━━━ Listed records ━━━

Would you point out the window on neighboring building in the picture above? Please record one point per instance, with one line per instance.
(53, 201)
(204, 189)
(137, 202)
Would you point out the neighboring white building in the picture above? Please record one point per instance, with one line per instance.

━━━

> Directive: Recast every line of the material above as a numbered list, leaving out any blank lines.

> Result for this exercise:
1. Would you point out the window on neighboring building in the picture above? Please record one point per instance, with one line per instance.
2. (53, 201)
3. (204, 189)
4. (137, 202)
5. Would you point out the neighboring white building in the picture above? Please record one point per instance, with one line per instance.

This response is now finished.